PROMPT: Could you repeat every record below exactly as written?

START DATA RECORDS

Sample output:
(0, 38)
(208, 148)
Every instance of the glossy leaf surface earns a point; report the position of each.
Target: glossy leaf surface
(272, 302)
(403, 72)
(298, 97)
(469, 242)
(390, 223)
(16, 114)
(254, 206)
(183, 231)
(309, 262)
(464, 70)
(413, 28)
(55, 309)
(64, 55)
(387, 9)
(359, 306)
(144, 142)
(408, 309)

END DATA RECORDS

FINAL ANSWER:
Sample output:
(0, 38)
(208, 148)
Every instance of the glossy leaf surface earns a point; report the position of each.
Target: glossy leaf surface
(272, 302)
(403, 72)
(298, 97)
(469, 242)
(390, 223)
(16, 114)
(254, 206)
(183, 231)
(309, 262)
(464, 70)
(413, 28)
(55, 309)
(64, 55)
(387, 9)
(359, 306)
(144, 142)
(408, 309)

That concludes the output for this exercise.